Renseignements d’ordre général

Structure constitutionnelle de l’État partie

Le Comité est conscient des difficultés posées par la structure constitutionnelle complexe de l’État partie, mais note avec préoccupation qu’en droit comme en pratique les juridictions aux divers niveaux se conforment de manière inégale aux obligations découlant de la Convention. À cet égard, le Comité prend note de l’adoption de mesures en vue d’harmoniser la législation aux niveaux de l’État, des entités et des districts, mais constate qu’en l’état actuel des choses les disparités entre les codes pénaux peuvent créer une incertitude juridique quant aux infractions, à leur définition et aux peines correspondantes, compromettant du même coup l’application uniforme de la Convention sur l’ensemble du territoire national.

Le Comité rappelle l ’ article 41 de la Convention et recommande à l ’ État partie d ’ adopter les mesures nécessaires pour que la législation et la pratique aux niveaux de l ’ État, des entités et des districts soient pleinement conformes aux obligations énoncées dans la Convention.

Définition et incrimination de la disparition forcée (art. 1er à 7)

Impossibilité de déroger à l’interdiction de la disparition forcée

Le Comité constate avec préoccupation que la législation nationale ne dispose pas expressément qu’aucune circonstance exceptionnelle, quelle qu’elle soit, ne peut être invoquée pour déroger à l’interdiction de la disparition forcée (art. 1er).

Le Comité recommande à l ’ État partie de prendre les mesures législatives nécessaires pour inscrire expressément dans le droit interne à tous les niveaux l ’ interdiction absolue de la disparition forcée, conformément au paragraphe 2 de l ’ article premier de la Convention.

Crime de disparition forcée

Le Comité accueille avec satisfaction les modifications apportées au Code pénal de la Bosnie-Herzégovine en mai 2015 aux fins d’ériger la disparition forcée en infraction autonome à l’article 190 a) et prend note des informations communiquées par l’État partie selon lesquelles cette nouvelle disposition ne couvre pas la responsabilité des agents de l’État au niveau des entités et des districts. Il constate qu’un certain nombre d’articles des codes pénaux des entités et des districts comportent des éléments liés à la disparition forcée, mais est préoccupé par le fait que ces articles ne suffisent pas pour couvrir comme il convient tous les éléments constitutifs et formes de la disparition forcée telle qu’elle est définie aux articles 2 et 6 de la Convention. À cet égard, le Comité estime que seule l’incrimination de la disparition forcée en tant qu’infraction distincte dans l’ensemble du pays permettrait à l’État partie de s’acquitter de son obligation au titre de l’article 4, qui est étroitement liée à d’autres obligations conventionnelles relatives à la législation, telles que celles énoncées aux articles 6, 7 et 8 (art. 2 et 4 à 8).

# Entrées fournies:
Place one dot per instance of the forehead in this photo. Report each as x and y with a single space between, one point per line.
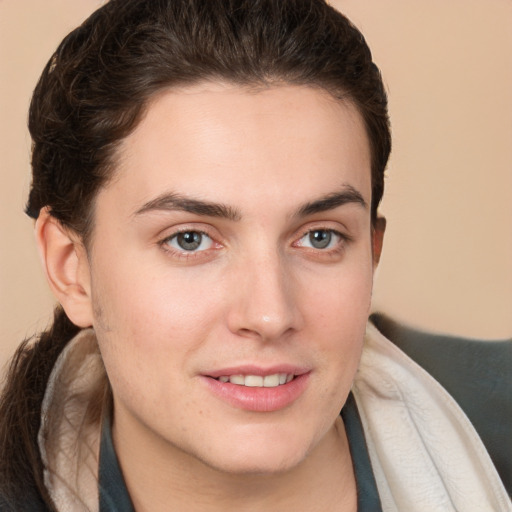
222 142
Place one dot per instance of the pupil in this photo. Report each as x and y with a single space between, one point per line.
320 239
190 240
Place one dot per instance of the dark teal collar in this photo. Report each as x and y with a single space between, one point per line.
115 498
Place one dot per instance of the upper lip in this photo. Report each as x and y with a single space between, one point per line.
257 370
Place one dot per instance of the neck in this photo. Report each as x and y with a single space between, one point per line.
323 481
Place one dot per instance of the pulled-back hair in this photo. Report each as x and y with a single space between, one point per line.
94 91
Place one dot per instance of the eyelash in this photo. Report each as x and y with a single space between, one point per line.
340 245
182 253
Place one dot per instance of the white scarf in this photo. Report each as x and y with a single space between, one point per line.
425 454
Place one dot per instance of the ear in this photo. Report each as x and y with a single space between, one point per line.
66 265
378 239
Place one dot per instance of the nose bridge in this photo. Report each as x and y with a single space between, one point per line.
265 304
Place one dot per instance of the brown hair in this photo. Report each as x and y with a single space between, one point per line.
93 92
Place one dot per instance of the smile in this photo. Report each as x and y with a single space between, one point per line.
258 381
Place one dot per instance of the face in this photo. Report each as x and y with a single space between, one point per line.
231 273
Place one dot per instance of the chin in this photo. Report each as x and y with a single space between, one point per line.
258 454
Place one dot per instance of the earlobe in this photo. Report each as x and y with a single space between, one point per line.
66 267
378 231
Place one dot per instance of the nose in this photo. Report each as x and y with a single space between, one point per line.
264 303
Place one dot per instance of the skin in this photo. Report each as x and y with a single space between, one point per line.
256 291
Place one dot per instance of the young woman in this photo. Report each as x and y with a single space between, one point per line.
206 179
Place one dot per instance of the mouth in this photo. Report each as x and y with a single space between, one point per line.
257 390
258 381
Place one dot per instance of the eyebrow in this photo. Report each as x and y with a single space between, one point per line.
178 202
348 195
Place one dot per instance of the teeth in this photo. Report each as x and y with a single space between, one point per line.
257 381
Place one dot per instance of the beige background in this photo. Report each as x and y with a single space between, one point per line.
447 262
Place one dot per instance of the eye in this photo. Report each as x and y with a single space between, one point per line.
320 239
190 241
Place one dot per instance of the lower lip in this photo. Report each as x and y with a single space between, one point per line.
258 399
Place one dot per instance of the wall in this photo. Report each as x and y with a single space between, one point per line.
448 69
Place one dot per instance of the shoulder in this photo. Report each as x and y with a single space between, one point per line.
477 375
31 502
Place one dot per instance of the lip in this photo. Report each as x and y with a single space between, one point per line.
258 399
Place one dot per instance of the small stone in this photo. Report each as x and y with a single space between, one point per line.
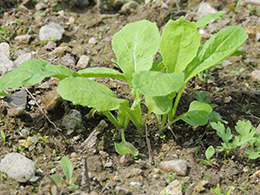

# Vos consignes:
Recopiez fidèlement le passage sur la disparition forcée, en commençant à "Le Comité constate" et en terminant à "premier de la Convention.". Ces entrées ont une autre provenance que le passage fourni.

# Réponse attendue:
Le Comité constate avec préoccupation que la législation nationale ne dispose pas expressément qu’aucune circonstance exceptionnelle, quelle qu’elle soit, ne peut être invoquée pour déroger à l’interdiction de la disparition forcée (art. 1er).

Le Comité recommande à l ’ État partie de prendre les mesures législatives nécessaires pour inscrire expressément dans le droit interne à tous les niveaux l ’ interdiction absolue de la disparition forcée, conformément au paragraphe 2 de l ’ article premier de la Convention.